Task prompt
Report every line in the rows below that contains the string "building", copying each one in full.

======== Data for this task ========

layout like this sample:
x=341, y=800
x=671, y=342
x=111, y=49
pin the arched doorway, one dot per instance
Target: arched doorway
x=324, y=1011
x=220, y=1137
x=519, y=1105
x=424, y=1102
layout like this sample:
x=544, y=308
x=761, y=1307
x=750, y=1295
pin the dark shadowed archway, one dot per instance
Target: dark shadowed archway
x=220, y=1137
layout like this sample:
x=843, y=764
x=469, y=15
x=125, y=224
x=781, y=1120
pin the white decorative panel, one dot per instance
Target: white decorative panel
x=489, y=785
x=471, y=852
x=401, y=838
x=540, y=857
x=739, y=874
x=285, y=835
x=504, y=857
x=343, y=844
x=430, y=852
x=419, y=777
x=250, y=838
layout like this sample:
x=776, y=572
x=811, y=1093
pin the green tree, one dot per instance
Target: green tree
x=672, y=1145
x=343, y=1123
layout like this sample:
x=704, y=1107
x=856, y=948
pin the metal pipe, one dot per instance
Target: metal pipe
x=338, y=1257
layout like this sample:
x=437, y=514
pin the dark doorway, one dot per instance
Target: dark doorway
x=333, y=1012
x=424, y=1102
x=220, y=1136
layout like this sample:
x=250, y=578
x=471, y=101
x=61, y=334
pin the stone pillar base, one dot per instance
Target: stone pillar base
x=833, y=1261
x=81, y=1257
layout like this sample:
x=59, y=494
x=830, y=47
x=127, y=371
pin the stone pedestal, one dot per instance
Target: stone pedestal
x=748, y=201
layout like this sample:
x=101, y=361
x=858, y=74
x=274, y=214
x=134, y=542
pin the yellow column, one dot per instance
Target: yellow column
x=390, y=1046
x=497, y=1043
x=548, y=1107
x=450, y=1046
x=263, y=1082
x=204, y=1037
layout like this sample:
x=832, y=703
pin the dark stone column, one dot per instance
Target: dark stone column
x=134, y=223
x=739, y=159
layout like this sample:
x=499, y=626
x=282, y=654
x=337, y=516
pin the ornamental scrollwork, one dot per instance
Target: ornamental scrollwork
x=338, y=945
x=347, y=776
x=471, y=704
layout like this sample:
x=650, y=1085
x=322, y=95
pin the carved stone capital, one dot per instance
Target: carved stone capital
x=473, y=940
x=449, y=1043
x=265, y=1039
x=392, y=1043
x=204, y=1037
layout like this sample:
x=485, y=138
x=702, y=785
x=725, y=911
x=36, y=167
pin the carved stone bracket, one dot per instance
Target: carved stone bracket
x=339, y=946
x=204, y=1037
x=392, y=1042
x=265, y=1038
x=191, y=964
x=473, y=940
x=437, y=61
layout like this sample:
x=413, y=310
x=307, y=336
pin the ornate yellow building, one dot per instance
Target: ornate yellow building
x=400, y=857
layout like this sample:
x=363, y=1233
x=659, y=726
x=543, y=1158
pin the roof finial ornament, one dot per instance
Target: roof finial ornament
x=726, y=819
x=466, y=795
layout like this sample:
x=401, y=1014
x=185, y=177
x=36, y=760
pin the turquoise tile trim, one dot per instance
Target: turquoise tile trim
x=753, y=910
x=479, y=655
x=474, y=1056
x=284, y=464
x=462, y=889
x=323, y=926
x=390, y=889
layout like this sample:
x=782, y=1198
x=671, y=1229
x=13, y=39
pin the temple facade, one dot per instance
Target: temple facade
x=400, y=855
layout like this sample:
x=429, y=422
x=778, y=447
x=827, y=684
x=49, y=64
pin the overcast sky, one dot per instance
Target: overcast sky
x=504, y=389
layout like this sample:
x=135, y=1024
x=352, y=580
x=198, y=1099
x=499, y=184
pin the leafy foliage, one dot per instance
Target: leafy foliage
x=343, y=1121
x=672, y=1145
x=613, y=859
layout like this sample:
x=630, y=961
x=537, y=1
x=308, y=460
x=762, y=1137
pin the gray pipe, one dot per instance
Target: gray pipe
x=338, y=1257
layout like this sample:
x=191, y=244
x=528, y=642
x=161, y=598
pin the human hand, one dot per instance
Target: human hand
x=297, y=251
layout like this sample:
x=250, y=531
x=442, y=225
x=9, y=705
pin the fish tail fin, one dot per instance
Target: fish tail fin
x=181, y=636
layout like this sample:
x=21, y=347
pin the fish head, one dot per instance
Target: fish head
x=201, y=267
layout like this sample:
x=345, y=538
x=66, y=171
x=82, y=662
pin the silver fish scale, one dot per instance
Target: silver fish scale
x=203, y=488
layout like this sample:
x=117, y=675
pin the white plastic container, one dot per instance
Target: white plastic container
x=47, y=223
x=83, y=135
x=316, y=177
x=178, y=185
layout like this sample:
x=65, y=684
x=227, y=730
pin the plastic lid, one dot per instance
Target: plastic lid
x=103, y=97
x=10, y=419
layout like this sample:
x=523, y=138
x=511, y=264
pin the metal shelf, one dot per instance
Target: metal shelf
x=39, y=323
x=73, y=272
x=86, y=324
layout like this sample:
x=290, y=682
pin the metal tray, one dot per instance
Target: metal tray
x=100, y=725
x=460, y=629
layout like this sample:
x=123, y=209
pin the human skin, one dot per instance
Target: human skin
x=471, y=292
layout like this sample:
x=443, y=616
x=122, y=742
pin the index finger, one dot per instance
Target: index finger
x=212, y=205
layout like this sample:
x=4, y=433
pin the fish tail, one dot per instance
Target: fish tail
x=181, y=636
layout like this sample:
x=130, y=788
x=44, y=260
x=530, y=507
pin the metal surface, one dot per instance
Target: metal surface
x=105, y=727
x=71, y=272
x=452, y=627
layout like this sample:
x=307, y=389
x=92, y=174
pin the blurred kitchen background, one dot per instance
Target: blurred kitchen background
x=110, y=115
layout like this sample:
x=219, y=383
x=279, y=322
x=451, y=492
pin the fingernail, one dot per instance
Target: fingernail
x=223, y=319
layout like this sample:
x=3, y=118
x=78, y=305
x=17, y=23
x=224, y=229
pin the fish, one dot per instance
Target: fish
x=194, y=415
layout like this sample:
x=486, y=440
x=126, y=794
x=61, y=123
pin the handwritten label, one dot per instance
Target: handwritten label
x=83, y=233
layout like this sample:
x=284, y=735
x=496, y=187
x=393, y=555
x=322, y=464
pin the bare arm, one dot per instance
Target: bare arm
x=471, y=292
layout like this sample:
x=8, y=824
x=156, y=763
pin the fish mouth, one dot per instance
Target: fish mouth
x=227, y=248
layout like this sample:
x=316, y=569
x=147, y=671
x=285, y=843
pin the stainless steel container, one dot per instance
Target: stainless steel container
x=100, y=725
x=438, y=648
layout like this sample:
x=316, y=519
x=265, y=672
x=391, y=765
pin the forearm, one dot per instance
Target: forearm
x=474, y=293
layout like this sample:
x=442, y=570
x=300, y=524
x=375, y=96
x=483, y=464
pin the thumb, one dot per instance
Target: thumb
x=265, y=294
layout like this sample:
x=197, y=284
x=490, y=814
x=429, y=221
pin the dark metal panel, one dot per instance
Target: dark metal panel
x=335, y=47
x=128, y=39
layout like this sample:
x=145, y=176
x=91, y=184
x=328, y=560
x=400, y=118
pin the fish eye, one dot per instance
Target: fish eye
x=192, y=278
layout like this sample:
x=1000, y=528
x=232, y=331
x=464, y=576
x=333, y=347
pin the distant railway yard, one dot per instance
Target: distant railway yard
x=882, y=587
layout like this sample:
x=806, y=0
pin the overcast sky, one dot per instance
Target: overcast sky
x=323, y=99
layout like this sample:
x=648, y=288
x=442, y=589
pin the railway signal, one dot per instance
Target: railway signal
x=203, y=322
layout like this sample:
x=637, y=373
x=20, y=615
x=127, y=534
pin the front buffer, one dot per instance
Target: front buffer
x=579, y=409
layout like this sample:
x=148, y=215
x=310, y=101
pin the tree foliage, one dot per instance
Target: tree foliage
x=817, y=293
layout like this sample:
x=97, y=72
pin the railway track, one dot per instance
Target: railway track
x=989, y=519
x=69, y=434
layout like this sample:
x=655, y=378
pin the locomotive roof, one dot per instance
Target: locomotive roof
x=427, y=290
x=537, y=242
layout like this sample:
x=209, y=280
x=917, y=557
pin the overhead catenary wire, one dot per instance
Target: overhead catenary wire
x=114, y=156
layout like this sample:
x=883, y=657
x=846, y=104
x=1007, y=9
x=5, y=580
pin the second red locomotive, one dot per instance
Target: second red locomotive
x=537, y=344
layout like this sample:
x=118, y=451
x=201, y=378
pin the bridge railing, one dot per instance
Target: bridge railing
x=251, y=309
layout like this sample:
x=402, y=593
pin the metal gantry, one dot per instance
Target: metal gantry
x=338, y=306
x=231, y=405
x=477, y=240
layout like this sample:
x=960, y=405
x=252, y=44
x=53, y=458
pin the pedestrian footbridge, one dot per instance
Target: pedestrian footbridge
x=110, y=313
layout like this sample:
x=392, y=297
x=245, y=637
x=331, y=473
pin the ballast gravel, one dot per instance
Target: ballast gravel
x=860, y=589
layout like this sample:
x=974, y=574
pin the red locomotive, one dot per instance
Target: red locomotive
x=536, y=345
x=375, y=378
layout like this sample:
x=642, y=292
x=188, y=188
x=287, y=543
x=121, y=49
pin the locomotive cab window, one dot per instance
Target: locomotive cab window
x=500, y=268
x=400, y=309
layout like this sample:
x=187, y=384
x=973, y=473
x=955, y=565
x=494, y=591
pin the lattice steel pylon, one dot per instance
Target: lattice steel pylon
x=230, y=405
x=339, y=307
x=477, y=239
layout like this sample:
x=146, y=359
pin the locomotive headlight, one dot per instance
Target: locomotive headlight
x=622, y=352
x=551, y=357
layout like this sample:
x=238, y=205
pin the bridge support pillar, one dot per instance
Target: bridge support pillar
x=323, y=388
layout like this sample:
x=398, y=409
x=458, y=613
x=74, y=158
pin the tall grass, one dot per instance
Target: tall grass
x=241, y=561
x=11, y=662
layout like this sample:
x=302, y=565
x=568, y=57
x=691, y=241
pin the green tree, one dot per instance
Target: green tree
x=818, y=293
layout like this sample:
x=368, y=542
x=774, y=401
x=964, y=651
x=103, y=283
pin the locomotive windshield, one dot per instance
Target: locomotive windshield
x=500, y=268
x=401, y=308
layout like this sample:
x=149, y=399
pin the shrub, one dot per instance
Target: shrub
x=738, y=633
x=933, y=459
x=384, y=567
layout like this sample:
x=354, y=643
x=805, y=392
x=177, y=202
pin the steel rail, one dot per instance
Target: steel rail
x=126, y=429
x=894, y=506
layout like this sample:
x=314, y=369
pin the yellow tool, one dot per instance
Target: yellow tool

========

Full answer
pin the ornate yellow building, one dot per instance
Target: ornate yellow building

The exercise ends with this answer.